PROBLEM:
Lines from the entries below that hold "paved" form the answer; copy all of them.
━━ DATA FOR THIS TASK ━━
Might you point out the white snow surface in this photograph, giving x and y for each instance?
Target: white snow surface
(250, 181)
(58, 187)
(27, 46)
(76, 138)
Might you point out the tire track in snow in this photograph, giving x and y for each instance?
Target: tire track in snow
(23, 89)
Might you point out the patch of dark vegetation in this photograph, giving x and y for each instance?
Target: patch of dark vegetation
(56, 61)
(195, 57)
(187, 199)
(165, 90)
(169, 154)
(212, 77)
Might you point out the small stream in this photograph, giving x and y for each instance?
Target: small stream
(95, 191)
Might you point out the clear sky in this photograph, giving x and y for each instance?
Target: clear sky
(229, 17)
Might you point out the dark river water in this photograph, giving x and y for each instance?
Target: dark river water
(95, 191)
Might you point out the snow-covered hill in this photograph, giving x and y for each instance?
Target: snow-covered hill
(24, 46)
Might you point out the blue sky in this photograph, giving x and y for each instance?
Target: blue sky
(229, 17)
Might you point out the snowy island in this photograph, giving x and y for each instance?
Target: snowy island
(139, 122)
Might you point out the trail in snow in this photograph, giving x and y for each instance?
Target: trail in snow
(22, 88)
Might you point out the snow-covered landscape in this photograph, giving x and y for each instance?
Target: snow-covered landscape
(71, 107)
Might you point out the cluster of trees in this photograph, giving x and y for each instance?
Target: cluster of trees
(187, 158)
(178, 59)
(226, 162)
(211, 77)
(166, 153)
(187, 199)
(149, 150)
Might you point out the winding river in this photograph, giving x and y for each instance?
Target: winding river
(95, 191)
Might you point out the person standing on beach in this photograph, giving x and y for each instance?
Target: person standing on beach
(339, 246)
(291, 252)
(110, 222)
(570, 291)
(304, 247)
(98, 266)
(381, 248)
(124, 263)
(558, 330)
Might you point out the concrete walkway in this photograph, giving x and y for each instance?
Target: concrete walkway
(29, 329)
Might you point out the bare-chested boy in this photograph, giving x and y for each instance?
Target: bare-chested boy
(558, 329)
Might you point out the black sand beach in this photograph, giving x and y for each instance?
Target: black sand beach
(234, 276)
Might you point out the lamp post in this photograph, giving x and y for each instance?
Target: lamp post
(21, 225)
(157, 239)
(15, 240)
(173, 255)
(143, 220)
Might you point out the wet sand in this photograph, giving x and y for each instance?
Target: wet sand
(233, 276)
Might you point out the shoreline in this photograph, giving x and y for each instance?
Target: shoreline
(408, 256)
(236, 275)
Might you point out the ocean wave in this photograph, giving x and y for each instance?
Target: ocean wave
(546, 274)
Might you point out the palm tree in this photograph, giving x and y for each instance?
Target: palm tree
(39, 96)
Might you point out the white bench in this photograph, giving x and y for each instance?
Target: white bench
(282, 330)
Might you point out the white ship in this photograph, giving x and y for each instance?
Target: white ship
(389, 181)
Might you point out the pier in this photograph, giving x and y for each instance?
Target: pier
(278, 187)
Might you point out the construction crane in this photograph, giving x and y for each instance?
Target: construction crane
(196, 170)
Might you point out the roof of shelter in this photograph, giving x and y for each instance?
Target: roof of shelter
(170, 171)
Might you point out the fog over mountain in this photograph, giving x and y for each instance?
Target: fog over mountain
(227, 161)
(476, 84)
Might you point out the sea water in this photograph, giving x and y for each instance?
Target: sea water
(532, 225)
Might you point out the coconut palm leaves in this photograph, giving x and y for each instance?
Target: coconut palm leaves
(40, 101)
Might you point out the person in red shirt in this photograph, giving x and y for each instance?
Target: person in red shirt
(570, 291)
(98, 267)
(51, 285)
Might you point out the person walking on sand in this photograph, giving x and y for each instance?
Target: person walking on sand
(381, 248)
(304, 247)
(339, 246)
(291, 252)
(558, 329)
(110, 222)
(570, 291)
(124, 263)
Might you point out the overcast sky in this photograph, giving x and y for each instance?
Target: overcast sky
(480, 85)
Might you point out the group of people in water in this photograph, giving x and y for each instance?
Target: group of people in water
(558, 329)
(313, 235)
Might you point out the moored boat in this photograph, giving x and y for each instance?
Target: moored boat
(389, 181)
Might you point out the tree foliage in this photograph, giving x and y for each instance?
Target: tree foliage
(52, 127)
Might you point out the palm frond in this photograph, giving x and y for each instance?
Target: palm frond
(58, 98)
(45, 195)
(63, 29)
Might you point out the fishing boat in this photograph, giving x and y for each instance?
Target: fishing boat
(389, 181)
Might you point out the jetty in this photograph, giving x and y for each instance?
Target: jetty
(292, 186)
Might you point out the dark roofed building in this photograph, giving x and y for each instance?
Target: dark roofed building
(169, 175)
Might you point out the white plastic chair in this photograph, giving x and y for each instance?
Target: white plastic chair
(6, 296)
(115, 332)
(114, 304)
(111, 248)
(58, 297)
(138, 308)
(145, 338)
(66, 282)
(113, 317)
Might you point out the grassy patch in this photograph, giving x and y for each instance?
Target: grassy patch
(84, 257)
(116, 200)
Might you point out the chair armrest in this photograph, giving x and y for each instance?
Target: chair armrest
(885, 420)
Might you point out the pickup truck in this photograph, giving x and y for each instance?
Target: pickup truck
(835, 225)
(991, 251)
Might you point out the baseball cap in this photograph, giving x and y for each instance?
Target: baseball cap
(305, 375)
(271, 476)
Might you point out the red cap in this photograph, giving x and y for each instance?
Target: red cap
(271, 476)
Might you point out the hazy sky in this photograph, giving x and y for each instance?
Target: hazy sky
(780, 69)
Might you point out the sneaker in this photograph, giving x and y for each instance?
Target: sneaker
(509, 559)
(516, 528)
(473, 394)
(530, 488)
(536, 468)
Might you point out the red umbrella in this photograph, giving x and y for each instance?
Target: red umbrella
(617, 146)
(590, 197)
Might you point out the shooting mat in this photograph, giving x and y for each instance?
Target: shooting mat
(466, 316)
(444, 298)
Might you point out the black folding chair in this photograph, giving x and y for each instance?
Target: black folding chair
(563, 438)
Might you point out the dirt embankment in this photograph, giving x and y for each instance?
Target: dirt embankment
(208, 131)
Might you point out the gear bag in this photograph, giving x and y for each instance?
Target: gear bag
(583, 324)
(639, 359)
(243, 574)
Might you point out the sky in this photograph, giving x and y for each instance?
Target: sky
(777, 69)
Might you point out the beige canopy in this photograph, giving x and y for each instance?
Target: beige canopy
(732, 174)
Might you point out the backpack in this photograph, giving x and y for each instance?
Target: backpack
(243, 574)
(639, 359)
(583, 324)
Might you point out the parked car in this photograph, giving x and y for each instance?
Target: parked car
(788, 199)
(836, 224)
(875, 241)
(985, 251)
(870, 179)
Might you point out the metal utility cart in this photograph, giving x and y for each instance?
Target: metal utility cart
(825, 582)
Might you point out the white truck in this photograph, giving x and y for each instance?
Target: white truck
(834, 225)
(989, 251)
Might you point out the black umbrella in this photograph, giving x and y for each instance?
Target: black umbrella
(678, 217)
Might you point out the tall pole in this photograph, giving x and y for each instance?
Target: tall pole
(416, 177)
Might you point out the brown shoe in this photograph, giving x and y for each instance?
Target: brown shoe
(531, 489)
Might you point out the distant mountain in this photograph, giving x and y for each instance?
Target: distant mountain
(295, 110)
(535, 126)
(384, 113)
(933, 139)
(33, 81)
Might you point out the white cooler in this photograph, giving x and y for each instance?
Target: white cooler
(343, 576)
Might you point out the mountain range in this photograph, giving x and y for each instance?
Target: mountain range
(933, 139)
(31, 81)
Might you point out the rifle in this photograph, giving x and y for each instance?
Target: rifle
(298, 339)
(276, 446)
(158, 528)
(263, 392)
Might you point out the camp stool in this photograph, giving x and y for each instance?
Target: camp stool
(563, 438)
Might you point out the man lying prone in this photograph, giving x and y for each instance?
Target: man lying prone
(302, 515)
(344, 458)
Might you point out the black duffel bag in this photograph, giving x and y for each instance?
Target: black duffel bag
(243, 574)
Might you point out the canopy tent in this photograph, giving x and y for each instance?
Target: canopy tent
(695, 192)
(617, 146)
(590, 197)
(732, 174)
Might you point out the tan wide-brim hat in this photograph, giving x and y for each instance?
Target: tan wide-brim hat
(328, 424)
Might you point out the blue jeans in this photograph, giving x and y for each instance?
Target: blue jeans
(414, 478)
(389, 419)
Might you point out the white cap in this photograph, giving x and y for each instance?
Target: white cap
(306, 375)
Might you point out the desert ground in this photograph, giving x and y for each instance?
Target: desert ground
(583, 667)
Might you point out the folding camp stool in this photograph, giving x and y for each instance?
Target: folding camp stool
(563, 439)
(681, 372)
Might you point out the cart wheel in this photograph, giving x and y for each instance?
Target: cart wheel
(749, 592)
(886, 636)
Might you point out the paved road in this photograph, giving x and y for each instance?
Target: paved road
━━━
RESPONSE FOR THIS EXERCISE:
Might you point out the paved road in this photograph, giving x and y for each instance?
Target: paved road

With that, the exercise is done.